◆ **Exercise directions**:
Could you pull out and copy in full every line of the material below that contains the word "leather"?

(Entries drawn from a collection)
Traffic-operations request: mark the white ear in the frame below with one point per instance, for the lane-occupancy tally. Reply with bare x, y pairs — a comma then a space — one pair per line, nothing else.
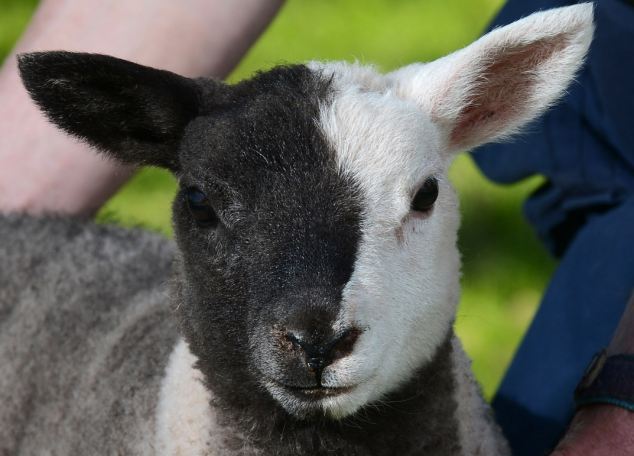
490, 89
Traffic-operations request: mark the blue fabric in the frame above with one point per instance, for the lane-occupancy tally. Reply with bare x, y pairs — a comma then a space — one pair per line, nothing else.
585, 214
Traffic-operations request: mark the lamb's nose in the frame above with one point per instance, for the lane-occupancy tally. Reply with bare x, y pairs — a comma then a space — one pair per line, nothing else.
320, 354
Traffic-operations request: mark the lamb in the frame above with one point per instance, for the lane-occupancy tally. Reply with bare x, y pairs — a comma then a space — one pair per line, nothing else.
307, 304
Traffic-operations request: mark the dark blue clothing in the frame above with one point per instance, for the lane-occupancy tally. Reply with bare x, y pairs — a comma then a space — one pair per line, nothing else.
584, 213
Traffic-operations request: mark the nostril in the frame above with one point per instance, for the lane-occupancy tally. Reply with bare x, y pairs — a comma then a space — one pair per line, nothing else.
315, 363
293, 339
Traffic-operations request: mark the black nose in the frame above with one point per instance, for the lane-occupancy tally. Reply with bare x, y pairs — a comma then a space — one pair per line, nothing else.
319, 354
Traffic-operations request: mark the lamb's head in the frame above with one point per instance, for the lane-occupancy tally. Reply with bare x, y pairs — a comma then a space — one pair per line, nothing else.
316, 226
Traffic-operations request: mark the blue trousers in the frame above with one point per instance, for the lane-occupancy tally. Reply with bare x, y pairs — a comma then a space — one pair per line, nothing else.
578, 315
584, 214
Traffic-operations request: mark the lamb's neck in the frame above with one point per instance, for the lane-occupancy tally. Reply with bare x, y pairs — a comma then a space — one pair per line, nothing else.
438, 412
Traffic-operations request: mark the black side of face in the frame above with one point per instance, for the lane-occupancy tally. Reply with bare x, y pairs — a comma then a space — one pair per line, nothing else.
284, 244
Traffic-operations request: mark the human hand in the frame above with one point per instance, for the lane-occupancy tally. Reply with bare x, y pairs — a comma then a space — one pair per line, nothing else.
599, 430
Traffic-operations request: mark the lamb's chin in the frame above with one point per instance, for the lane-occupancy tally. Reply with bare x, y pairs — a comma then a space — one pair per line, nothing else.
334, 403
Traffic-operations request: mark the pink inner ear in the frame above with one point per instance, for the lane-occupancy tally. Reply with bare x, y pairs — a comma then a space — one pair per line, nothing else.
502, 90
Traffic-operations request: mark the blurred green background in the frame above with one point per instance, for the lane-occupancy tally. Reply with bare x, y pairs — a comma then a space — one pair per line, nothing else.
505, 268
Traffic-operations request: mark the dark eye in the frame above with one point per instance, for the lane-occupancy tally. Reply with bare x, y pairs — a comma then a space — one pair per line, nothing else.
200, 208
426, 196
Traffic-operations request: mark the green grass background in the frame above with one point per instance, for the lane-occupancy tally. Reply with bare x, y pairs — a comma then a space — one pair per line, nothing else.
505, 268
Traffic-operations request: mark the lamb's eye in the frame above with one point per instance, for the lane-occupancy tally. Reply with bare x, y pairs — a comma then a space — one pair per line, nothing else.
200, 208
426, 196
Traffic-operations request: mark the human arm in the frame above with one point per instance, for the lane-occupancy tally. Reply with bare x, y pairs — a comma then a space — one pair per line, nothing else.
603, 429
44, 170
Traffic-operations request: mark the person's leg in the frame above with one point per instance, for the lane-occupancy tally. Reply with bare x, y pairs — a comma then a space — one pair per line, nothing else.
578, 316
42, 169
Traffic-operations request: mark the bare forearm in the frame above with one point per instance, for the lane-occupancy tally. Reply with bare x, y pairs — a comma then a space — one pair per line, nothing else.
603, 429
44, 170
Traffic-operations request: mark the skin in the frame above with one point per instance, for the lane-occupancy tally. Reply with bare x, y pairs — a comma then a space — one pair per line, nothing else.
604, 430
193, 38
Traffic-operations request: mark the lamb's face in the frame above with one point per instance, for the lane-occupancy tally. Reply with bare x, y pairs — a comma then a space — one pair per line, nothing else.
316, 262
310, 268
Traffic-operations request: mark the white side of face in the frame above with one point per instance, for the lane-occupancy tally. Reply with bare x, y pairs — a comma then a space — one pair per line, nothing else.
404, 288
392, 132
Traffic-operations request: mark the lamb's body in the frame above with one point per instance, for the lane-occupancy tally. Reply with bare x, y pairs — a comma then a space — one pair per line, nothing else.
92, 303
85, 333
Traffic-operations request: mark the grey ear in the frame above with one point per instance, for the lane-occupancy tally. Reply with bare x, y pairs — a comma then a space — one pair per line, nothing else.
134, 113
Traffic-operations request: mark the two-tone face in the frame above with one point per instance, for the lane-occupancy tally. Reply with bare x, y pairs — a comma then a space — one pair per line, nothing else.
317, 212
316, 225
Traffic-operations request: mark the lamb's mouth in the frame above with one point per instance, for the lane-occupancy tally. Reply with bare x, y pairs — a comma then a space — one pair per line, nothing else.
317, 392
313, 392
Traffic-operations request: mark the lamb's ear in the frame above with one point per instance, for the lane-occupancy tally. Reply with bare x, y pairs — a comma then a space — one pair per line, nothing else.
134, 113
490, 89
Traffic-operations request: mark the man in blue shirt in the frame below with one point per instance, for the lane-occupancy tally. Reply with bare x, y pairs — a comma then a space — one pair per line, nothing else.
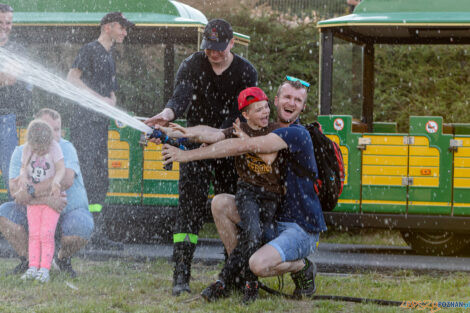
300, 220
75, 223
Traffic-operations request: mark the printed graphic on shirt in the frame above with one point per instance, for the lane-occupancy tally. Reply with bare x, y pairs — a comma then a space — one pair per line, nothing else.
39, 168
257, 165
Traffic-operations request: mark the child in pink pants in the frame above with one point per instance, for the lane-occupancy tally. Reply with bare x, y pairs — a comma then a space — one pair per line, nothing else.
41, 159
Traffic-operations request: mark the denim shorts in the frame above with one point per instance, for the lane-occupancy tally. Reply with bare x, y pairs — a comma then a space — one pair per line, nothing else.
293, 242
76, 222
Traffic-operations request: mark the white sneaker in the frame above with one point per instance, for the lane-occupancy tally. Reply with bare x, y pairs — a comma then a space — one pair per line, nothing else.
43, 275
30, 274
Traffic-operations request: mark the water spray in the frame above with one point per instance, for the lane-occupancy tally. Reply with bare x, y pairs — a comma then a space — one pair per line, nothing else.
34, 74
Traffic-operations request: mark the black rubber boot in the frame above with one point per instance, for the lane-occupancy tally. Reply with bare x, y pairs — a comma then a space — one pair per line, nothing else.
182, 256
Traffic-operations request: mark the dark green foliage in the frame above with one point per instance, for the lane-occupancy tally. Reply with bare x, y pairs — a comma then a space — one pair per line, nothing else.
410, 80
277, 50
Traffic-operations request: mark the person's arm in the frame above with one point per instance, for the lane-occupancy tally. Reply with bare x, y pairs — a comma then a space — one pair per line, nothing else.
199, 133
229, 147
113, 97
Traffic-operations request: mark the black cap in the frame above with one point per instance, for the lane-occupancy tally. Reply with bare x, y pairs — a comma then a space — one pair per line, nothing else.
217, 35
116, 17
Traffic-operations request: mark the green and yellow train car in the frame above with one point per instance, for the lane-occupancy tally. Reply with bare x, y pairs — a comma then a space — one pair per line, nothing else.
417, 182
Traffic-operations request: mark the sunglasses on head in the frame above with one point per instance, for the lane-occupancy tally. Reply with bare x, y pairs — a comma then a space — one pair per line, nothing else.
294, 79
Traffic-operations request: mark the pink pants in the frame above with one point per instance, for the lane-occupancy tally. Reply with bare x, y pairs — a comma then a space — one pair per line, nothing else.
42, 221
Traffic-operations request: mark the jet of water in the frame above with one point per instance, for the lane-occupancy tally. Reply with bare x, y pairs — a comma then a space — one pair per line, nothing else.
33, 73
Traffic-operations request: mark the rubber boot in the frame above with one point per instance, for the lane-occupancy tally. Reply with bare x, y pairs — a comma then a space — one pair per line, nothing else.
182, 256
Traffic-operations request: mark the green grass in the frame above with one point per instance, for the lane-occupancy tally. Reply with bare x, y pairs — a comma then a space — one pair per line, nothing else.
116, 286
364, 237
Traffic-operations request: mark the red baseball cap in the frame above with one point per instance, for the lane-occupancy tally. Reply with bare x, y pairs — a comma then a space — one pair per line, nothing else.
250, 95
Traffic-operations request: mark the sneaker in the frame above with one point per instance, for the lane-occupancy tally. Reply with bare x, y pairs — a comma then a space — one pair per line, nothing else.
250, 293
214, 292
20, 268
64, 266
304, 280
42, 275
30, 274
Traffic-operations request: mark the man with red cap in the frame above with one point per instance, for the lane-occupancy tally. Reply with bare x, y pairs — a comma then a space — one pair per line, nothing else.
259, 188
299, 221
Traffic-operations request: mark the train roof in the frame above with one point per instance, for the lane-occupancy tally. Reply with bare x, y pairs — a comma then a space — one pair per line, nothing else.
404, 22
156, 20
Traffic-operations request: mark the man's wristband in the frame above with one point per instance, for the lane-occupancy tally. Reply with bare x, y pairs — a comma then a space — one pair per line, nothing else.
31, 190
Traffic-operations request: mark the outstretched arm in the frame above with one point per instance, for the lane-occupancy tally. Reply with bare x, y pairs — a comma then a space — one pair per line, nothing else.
229, 147
200, 133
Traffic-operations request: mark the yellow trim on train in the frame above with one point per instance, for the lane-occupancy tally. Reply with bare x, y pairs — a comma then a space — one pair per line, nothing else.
364, 201
462, 182
423, 151
162, 175
424, 161
386, 140
151, 195
384, 170
386, 150
385, 160
118, 156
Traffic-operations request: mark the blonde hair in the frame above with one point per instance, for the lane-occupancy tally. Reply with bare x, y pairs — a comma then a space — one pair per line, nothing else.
39, 133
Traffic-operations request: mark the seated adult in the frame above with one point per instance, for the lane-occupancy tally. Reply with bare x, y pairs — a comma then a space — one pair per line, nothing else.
300, 219
75, 223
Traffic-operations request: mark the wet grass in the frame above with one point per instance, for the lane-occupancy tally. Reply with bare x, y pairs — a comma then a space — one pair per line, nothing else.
364, 237
118, 286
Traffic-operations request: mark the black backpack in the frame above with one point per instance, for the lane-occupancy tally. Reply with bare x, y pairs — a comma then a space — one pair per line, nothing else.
330, 181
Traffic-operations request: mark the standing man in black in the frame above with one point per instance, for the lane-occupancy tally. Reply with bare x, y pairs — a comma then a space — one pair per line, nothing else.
94, 70
15, 96
207, 86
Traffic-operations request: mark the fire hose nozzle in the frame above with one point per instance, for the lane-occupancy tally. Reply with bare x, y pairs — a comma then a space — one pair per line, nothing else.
165, 139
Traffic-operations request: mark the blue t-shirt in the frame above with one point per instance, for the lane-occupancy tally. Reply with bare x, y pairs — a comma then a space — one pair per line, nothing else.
76, 194
301, 204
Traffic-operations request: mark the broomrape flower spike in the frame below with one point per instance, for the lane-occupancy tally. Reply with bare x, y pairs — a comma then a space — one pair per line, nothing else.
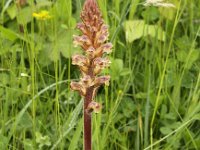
94, 43
43, 15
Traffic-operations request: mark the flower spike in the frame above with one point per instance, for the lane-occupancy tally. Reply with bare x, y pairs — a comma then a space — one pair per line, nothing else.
94, 43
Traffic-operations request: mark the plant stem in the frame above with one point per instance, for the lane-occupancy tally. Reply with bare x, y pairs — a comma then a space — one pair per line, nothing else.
87, 120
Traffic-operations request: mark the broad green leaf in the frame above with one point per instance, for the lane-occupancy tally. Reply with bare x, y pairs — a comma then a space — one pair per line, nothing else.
188, 57
12, 11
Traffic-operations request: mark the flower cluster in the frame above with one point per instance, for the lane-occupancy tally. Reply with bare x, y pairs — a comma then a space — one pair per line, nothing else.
93, 41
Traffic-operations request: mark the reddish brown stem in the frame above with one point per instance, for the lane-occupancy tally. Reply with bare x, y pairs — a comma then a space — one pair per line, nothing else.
87, 120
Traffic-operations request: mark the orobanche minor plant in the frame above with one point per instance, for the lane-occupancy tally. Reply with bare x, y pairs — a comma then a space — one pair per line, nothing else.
94, 43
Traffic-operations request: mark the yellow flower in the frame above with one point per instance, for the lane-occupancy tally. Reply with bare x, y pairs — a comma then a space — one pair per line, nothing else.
43, 15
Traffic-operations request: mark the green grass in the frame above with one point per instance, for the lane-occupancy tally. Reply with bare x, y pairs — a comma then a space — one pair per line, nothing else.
153, 101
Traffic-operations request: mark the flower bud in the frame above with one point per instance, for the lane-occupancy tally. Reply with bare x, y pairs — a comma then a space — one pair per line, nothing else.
79, 60
102, 80
94, 107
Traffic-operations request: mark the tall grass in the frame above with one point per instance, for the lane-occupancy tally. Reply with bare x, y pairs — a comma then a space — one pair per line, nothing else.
151, 103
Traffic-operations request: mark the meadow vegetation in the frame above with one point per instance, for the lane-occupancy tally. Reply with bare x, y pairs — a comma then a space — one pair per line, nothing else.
152, 102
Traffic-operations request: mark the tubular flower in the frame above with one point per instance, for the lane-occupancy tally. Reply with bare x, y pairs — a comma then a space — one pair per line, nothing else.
93, 41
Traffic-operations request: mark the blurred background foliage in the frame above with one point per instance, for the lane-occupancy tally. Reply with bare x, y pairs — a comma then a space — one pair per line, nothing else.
153, 101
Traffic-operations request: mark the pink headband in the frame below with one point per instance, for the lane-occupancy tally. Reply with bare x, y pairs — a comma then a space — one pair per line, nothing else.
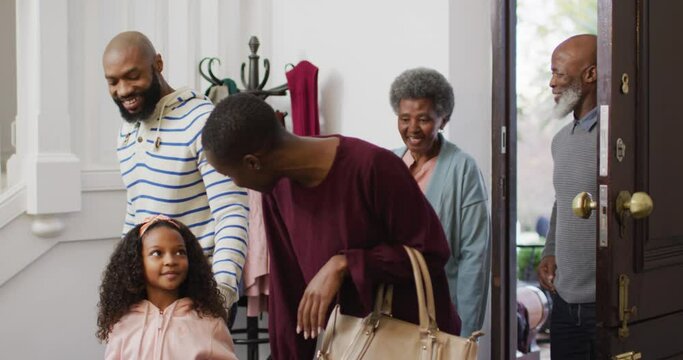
155, 219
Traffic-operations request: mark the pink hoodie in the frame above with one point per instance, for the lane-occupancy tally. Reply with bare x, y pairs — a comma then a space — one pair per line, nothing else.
176, 333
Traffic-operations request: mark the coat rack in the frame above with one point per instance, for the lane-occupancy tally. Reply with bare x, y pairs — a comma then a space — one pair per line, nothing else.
252, 84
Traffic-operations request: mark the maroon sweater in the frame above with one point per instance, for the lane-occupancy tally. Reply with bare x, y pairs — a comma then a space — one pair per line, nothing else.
367, 207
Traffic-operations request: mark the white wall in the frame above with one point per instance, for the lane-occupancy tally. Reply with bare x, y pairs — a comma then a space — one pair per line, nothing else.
8, 80
48, 286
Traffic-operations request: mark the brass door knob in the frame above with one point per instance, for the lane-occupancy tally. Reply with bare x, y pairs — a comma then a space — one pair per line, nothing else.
583, 205
639, 205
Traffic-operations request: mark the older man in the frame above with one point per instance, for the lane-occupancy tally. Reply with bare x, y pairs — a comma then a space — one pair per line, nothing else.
162, 159
568, 265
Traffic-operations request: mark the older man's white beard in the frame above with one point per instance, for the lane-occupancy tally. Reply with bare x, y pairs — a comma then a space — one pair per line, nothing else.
567, 102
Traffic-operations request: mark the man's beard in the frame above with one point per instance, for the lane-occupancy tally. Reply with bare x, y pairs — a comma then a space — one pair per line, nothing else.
567, 101
150, 98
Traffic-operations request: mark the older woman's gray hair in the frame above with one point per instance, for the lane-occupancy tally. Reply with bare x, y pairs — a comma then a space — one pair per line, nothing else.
421, 83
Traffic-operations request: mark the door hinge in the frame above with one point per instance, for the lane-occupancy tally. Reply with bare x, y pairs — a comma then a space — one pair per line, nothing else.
631, 355
625, 312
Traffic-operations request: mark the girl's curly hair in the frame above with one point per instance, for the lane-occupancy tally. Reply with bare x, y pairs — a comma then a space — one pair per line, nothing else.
123, 281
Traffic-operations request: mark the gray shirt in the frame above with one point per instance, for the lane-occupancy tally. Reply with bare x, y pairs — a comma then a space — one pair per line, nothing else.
572, 239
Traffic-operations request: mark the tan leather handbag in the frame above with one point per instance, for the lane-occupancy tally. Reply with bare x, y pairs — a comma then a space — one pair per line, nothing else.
380, 336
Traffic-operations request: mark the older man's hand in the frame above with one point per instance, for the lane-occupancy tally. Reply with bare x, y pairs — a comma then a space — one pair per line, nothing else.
546, 272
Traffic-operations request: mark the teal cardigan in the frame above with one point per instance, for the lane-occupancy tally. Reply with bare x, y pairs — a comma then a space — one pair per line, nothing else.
458, 194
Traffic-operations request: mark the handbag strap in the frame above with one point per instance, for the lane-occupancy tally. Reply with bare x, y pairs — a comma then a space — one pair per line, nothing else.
419, 289
429, 291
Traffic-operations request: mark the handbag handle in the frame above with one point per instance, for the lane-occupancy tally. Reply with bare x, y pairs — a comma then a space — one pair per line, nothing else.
428, 289
423, 288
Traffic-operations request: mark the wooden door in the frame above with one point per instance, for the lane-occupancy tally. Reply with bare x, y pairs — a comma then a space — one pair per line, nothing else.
640, 261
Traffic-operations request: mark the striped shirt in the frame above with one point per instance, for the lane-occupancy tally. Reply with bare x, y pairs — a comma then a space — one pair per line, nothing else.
176, 180
571, 239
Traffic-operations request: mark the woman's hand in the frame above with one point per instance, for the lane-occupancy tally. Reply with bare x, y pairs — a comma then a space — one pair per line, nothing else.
318, 296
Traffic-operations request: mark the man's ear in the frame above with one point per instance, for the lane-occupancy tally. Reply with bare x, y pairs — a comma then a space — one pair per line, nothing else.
252, 162
591, 74
158, 63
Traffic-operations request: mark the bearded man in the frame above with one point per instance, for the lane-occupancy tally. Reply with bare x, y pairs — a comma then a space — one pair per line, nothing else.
568, 265
162, 161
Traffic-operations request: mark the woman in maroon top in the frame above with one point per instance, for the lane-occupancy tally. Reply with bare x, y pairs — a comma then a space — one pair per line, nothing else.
337, 211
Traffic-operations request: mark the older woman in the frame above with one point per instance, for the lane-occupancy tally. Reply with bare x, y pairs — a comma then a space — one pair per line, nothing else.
450, 179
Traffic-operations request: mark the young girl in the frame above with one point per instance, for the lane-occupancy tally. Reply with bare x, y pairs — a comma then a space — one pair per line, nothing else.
158, 298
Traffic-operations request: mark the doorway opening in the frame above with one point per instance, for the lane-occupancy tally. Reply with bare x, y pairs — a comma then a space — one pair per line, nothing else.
541, 26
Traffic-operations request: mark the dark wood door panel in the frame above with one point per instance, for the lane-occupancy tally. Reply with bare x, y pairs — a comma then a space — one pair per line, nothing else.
649, 339
660, 129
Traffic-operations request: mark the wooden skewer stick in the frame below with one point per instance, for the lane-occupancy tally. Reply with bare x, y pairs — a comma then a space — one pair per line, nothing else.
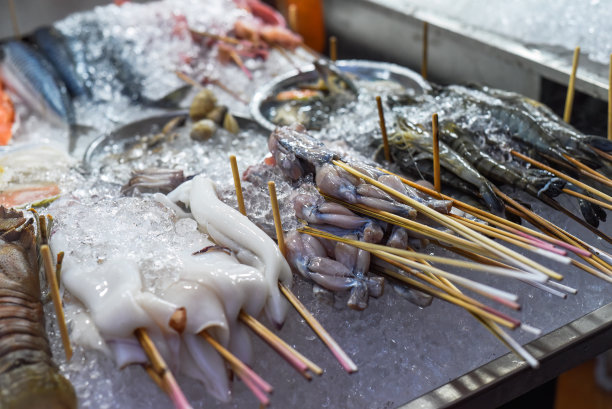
441, 283
610, 99
333, 48
562, 175
546, 225
346, 362
493, 219
293, 357
413, 255
13, 12
436, 152
510, 255
569, 100
252, 380
412, 226
424, 50
519, 241
57, 300
170, 386
58, 266
276, 215
383, 129
588, 198
449, 298
590, 171
601, 153
293, 20
496, 330
327, 339
237, 184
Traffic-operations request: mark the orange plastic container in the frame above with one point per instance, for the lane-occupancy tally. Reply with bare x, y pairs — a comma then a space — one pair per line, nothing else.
310, 22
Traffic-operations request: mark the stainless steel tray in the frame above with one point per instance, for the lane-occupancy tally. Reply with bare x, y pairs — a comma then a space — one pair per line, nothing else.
369, 70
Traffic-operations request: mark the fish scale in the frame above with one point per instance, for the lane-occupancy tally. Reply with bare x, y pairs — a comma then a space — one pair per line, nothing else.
32, 77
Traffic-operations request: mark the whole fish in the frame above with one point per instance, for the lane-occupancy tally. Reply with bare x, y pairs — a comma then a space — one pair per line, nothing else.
533, 181
28, 377
410, 137
52, 44
27, 73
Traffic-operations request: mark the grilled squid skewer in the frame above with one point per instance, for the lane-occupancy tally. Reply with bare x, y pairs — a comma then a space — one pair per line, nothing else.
28, 377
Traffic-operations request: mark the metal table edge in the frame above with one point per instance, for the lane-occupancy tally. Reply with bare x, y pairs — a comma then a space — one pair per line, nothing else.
507, 377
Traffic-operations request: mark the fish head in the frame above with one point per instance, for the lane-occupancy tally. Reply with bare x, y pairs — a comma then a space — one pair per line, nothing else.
337, 82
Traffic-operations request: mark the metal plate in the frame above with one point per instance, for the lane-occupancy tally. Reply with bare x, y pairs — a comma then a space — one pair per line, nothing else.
366, 70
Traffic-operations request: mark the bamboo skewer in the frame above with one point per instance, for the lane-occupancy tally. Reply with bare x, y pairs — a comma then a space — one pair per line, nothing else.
258, 386
237, 184
327, 339
562, 175
276, 215
293, 357
412, 226
436, 152
57, 299
413, 255
424, 50
588, 198
438, 282
601, 153
491, 218
346, 362
553, 229
447, 297
333, 48
610, 99
512, 256
569, 100
487, 291
58, 266
497, 331
519, 242
164, 375
383, 129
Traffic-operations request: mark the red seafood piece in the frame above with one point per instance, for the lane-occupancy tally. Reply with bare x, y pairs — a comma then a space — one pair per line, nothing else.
7, 116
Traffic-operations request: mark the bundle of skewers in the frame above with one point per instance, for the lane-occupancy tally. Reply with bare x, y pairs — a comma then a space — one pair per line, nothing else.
360, 221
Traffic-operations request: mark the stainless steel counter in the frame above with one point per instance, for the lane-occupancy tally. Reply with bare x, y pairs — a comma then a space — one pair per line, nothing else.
458, 53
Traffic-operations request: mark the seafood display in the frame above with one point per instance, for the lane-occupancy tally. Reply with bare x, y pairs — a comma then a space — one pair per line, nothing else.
167, 260
310, 95
29, 377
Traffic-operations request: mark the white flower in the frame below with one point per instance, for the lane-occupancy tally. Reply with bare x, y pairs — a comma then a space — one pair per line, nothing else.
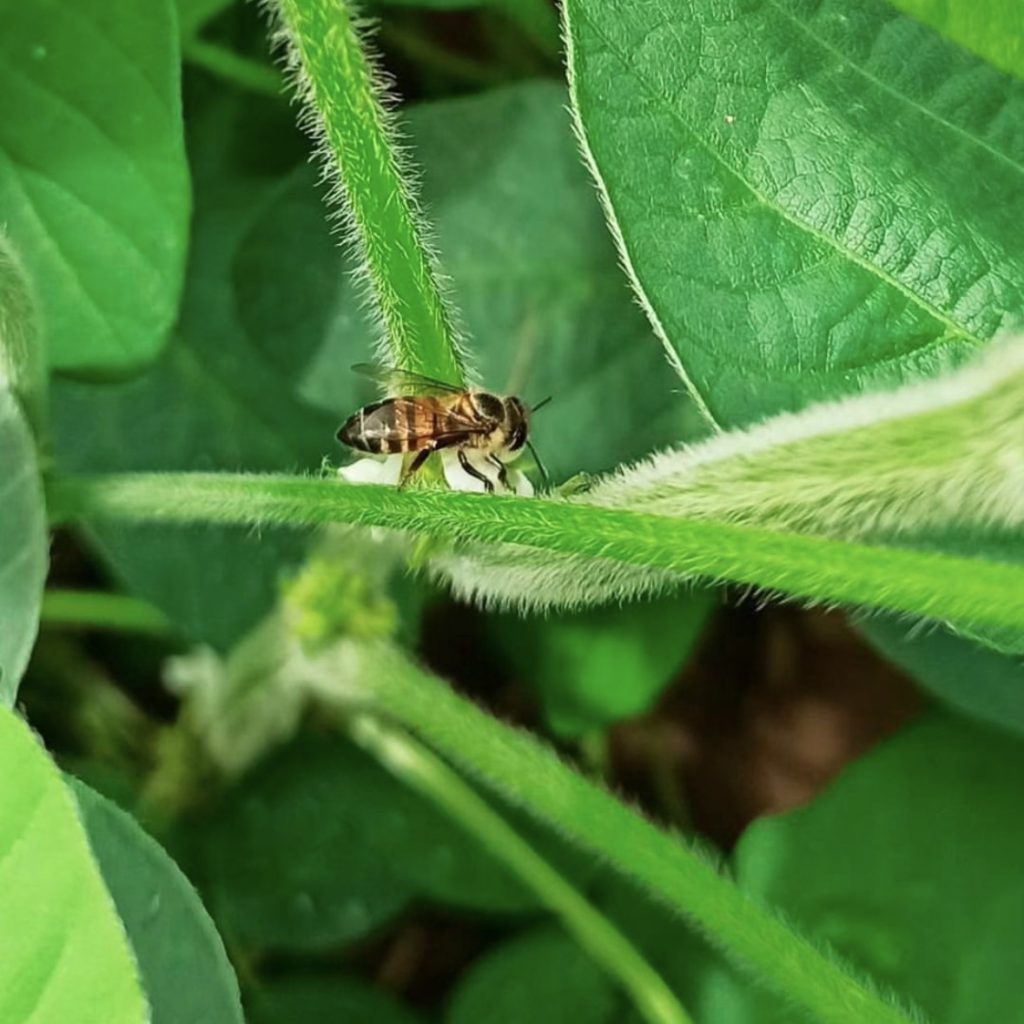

◆ **Result of this task**:
Traffic-operations request: mark the tan leather handbag in the frame above with one point per instance, for the lane-occupancy tally. Reply with bare x, y pairs — a comma then a space — one pair per line, nothing else.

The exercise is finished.